»»

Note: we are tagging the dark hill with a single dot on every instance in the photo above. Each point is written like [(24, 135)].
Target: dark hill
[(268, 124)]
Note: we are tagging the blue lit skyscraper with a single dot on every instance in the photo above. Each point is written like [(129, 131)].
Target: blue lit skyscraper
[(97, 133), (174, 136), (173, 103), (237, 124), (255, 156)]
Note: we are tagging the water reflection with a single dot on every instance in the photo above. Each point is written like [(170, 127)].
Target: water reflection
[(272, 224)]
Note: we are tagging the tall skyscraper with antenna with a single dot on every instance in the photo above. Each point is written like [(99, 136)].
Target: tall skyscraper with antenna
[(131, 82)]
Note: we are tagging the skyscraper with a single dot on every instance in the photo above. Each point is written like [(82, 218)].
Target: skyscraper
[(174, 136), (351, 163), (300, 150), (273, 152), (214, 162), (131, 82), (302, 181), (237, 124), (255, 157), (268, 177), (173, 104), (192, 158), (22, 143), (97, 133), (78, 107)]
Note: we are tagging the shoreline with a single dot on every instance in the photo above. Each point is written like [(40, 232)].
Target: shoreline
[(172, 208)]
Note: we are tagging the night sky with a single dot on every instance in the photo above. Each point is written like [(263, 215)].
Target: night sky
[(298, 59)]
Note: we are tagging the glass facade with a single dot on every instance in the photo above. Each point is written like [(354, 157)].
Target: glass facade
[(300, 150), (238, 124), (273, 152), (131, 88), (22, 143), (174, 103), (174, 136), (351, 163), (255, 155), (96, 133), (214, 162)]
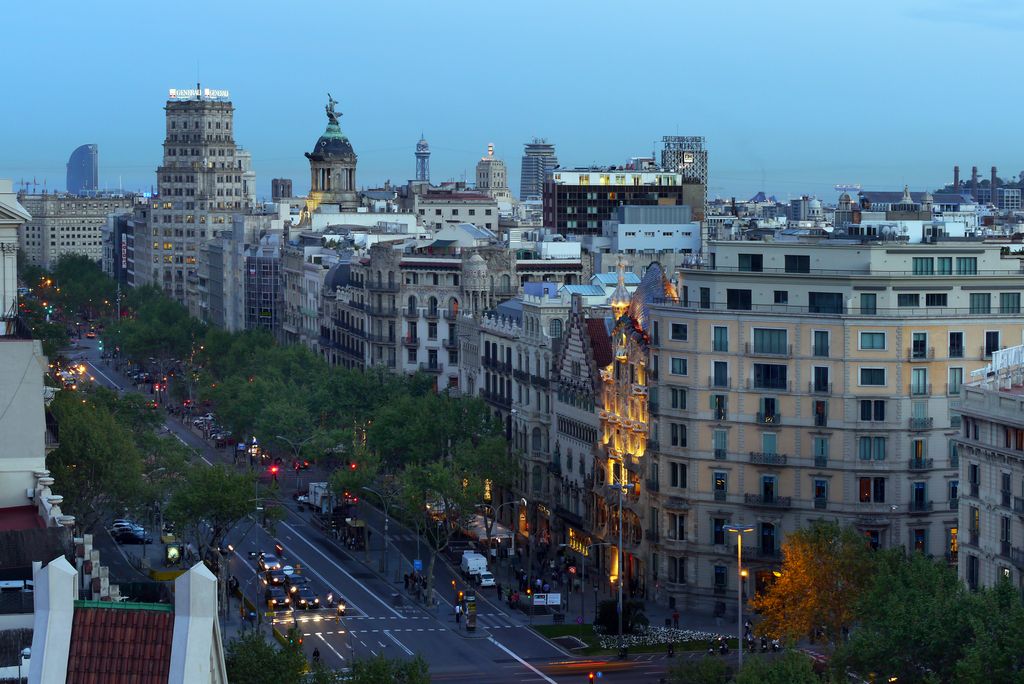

««

WHAT THE EXERCISE ASKS => Can you rewrite the entries as a numbered list, from the line with "Note: we are tagging the glass" up to and including the final line of the entries, dropping any blank lines and leaving the pictures out?

ANSWER TO THIS TASK =>
1. Note: we are tagging the glass facade with a single dot on every instance in the photo above. Each point is written like [(354, 157)].
2. Target: glass facade
3. [(300, 150), (238, 124), (273, 152), (131, 88), (22, 143), (174, 103), (174, 136), (351, 163), (255, 155), (96, 133), (214, 162)]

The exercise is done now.